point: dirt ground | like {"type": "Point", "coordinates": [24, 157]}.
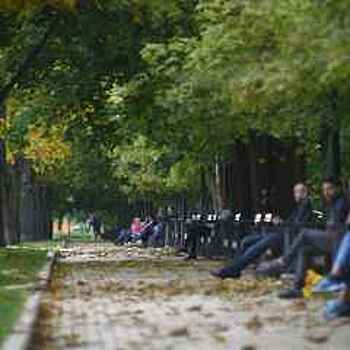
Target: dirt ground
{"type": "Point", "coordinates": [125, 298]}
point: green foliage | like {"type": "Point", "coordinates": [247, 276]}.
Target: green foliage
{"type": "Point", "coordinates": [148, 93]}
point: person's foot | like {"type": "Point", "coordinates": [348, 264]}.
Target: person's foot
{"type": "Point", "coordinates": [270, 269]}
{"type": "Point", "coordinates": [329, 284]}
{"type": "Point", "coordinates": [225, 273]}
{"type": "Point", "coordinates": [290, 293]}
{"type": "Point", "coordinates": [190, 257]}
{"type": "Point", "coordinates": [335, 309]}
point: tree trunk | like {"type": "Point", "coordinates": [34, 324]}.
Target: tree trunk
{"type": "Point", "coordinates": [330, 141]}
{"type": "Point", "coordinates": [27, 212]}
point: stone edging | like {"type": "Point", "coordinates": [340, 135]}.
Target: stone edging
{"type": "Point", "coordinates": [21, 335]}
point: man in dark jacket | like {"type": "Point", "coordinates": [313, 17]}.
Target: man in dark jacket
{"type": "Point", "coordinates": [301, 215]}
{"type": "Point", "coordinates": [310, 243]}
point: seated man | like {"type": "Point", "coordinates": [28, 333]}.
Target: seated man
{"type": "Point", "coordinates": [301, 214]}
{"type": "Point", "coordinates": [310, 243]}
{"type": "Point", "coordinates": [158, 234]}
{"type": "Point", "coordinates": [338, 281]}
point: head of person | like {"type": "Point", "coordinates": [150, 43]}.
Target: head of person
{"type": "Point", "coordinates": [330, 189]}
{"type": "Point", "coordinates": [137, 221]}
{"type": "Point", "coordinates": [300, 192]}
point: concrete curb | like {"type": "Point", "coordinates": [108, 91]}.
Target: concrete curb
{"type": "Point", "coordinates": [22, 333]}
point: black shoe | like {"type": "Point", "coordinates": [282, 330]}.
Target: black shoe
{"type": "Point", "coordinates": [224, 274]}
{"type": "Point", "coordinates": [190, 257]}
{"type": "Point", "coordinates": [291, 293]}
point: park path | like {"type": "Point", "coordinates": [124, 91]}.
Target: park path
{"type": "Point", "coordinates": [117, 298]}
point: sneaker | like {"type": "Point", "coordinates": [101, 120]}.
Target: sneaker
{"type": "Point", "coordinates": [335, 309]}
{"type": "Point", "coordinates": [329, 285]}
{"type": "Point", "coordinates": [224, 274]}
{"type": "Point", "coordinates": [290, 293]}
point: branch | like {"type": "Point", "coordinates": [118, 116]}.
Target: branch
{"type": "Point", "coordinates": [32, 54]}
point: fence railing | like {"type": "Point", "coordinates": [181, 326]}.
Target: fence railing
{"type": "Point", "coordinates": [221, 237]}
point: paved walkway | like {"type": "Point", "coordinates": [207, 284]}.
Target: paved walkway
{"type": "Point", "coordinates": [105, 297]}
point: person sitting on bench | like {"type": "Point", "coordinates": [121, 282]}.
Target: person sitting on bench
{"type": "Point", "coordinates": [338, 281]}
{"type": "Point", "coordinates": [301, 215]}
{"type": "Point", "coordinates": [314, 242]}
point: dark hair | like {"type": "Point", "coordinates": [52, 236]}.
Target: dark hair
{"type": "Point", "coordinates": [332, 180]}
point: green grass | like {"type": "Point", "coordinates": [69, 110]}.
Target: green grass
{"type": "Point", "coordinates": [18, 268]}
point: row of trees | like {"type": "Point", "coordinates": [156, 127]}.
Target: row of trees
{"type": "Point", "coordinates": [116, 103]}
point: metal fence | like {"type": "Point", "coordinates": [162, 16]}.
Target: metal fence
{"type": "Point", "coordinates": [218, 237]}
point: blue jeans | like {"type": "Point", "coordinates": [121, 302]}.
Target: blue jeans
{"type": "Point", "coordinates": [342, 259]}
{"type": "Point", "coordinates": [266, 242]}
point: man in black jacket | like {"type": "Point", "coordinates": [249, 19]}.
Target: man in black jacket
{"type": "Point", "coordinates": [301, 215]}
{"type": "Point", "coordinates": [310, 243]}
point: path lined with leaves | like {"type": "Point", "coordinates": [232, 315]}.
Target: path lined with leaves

• [Exercise description]
Print, from the entries above, the line with "Target: dirt ground", the line with "point: seated man" and all lines between them, exactly and with nothing else.

• [Written solution]
Target: dirt ground
{"type": "Point", "coordinates": [125, 298]}
point: green foliage | like {"type": "Point", "coordinates": [247, 276]}.
Target: green foliage
{"type": "Point", "coordinates": [148, 93]}
point: person's foot | like {"type": "Point", "coordinates": [348, 264]}.
Target: person's foot
{"type": "Point", "coordinates": [270, 269]}
{"type": "Point", "coordinates": [329, 284]}
{"type": "Point", "coordinates": [225, 273]}
{"type": "Point", "coordinates": [290, 293]}
{"type": "Point", "coordinates": [190, 257]}
{"type": "Point", "coordinates": [335, 309]}
point: tree trunk | like {"type": "Point", "coordinates": [34, 324]}.
Target: tree trunk
{"type": "Point", "coordinates": [330, 141]}
{"type": "Point", "coordinates": [27, 212]}
point: stone edging | like {"type": "Point", "coordinates": [340, 135]}.
Target: stone edging
{"type": "Point", "coordinates": [21, 335]}
point: man in dark jacket | like {"type": "Point", "coordinates": [313, 17]}.
Target: man in dark jacket
{"type": "Point", "coordinates": [301, 215]}
{"type": "Point", "coordinates": [310, 243]}
point: seated man | like {"type": "Point", "coordinates": [28, 333]}.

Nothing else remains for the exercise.